EXCERPTED PASSAGE
----
Let $(M,d_M)$ be a separable metric space. That is, there is a countable subset $S\subset M$ whose closure in $M$ is $M$ itself, $\text{cl}_M(S)=M$.
Now suppose there is a homeomorphism $f:M\to N$. Must $N$ be separable?
My thoughts are as follows. Since $S$ is countable, so is $F=f(S)$. Using this, I broke up the problem into four cases, the last two of which I have been unable to complete.
Case 1:
If $S$ is closed in $M$, then $\text{cl}_M(S)=S=M$ and $F=f(S)=f(M)=N$, meaning that $\text{cl}_{N}(F)=N$. Thus $N$ is separable.
Case 2:
If $S$ is clopen (closed and open) in $M$, it is closed in $M$, and $N$ is separable.
Case 3:
If $S$ is open in $M$, $F$ is open in $N$, but this doesn't seem to help.
Case 4:
If $S$ is neither open nor closed in $M$, I have no idea what to do.
There must be a better way to go about this. Could I have some help? Thanks.
A homeomorphism is a bijection that takes open sets to open sets, closed sets to closed sets, so it follows that it also respects closure, therefore $$\mathrm{cl}_N(f(S)) \ =\ f(\mathrm{cl}_M(S)) \ =\ f(M) \ =\ N$$
----
RECORD SET
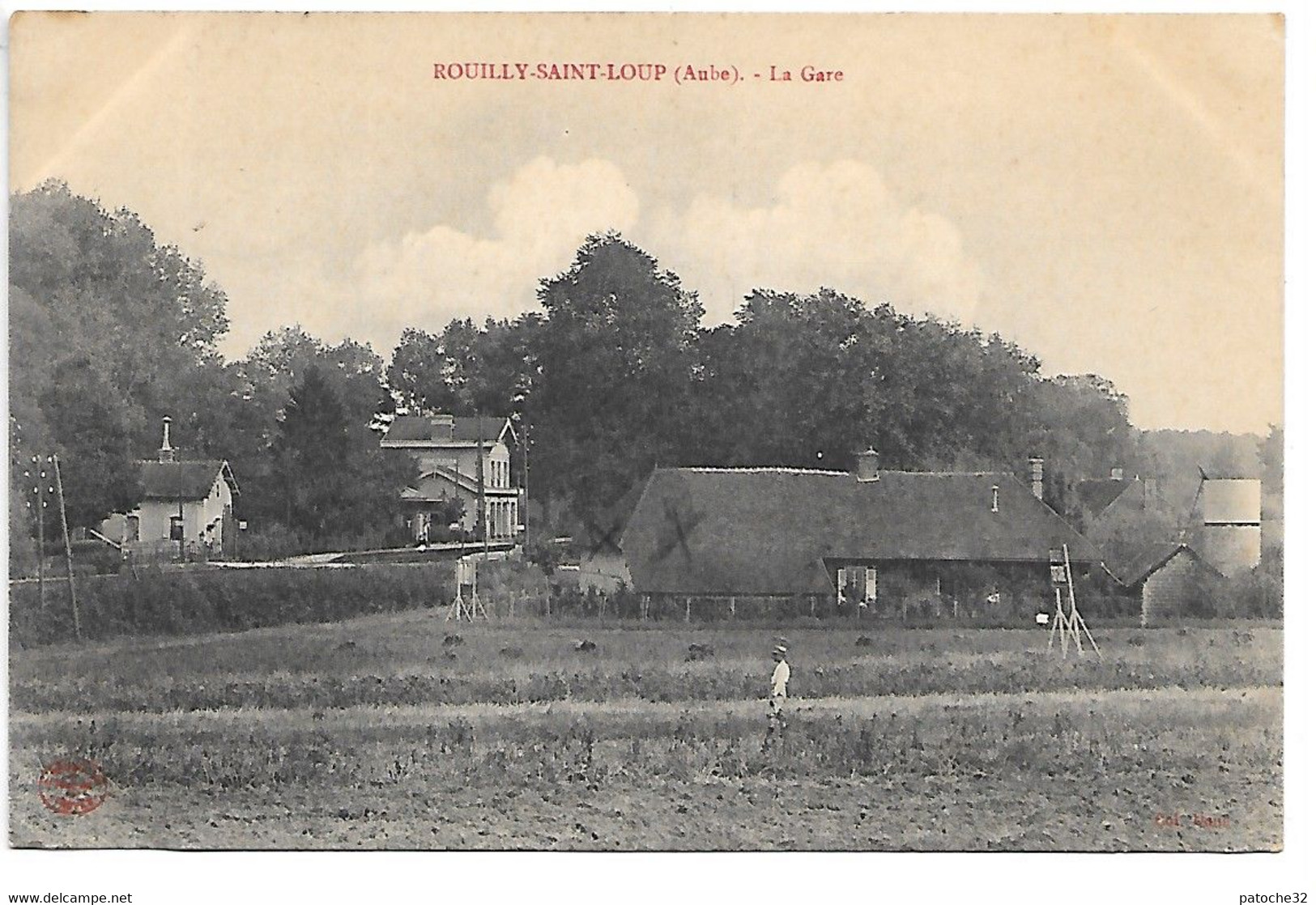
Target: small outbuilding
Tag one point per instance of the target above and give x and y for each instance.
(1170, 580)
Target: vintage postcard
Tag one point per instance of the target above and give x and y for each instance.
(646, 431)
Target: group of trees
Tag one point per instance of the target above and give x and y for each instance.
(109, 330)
----
REQUIRED WORK
A. Decide whether each statement agrees with the separability thread. Answer yes or no for each, and quote the exact words from the thread that settle it.
(i) The poster could not finish the last two of the four cases.
(ii) In Case 3, the poster finds that F being open in N settles the question.
(iii) The reply says a homeomorphism takes closed sets to closed sets.
B. In the records, start at the line containing "Target: group of trees" and continue to the end of the records, including both ends. Rewrite those lines with "instance" replaced by "occurrence", changing nothing else.
The text and the records have no connection to each other.

SOLUTIONS IN ORDER
A.
(i) Yes: "the last two of which I have been unable to complete."
(ii) No: "but this doesn't seem to help."
(iii) Yes: "closed sets to closed sets"

B.
Target: group of trees
Tag one point per occurrence of the target above and give x and y for each occurrence.
(109, 330)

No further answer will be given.